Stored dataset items
============================================================

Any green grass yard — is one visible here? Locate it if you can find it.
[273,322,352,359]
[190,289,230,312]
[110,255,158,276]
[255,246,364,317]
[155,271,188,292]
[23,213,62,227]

============================================================

> To be done: List each line above that includes the word "visible".

> Final result:
Any green grass yard — is one visible here? Locate it if you can find it.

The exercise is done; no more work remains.